- **WHAT YOU ARE ASKED TO DO**: Print out every line of the listing below without alteration.

- **MATERIAL FOR THE TASK**:

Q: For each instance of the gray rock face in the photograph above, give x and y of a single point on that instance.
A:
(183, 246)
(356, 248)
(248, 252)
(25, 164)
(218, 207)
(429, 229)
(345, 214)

- **EXERCISE OUTPUT**:
Q: For each instance of the gray rock face in the photograph above, give x and y of a single point on that instance.
A:
(183, 246)
(356, 248)
(248, 252)
(25, 164)
(218, 207)
(429, 229)
(345, 214)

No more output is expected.